== SELECTED EXCERPT ==
John Selden Roane (1817–1867)

Fourth Governor (1849–1852)

John Selden Roane was a lawyer, planter, soldier, and governor of Arkansas. He is best known for his service in the Mexican War and his efforts to deal with the state’s financial crisis following the failure of its banking system.

John Roane, the son of storekeeper and slaveholder Hugh Roane and Hannah (Calhoun) Roane, was born in Lebanon, Tennessee, on January 8, 1817. He was part of a prominent political family, and his uncle Archibald Roane served as governor of Tennessee from 1801 to 1803.

John Roane was educated in a Tennessee common school and later attended Cumberland College in Princeton, Kentucky. Roane moved to Arkansas in 1837 and settled in Pine Bluff (Jefferson County), where he studied law under his older brother, Samuel Calhoun Roane, a leading jurist and owner of one of Arkansas’s largest plantations. With his elder brother’s influence and patronage, John Roane moved easily and comfortably into the frontier elite.

On November 15, 1840, with the help of his brother, he was elected the first prosecuting attorney of the newly created Second Judicial District, which was headquartered in Van Buren (Crawford County). In 1842, he returned to Jefferson County and, on September 19, was elected Democratic representative to the Fourth Arkansas General Assembly. In 1844, he went back to Van Buren and was elected to serve in the Fifth General Assembly, which convened in November of that year. The Assembly, by a vote of thirty-six to thirty-two, elected him speaker.

== WRITTEN TASK ==
List every relative of John Roane who is named in the biography of John Selden Roane, along with how each is related to him.

== DATA EXCERPT ==
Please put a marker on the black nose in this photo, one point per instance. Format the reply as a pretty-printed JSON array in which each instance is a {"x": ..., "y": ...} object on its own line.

== SOLUTION TO THIS EXERCISE ==
- Hugh Roane: father
- Hannah (Calhoun) Roane: mother
- Archibald Roane: uncle
- Samuel Calhoun Roane: older brother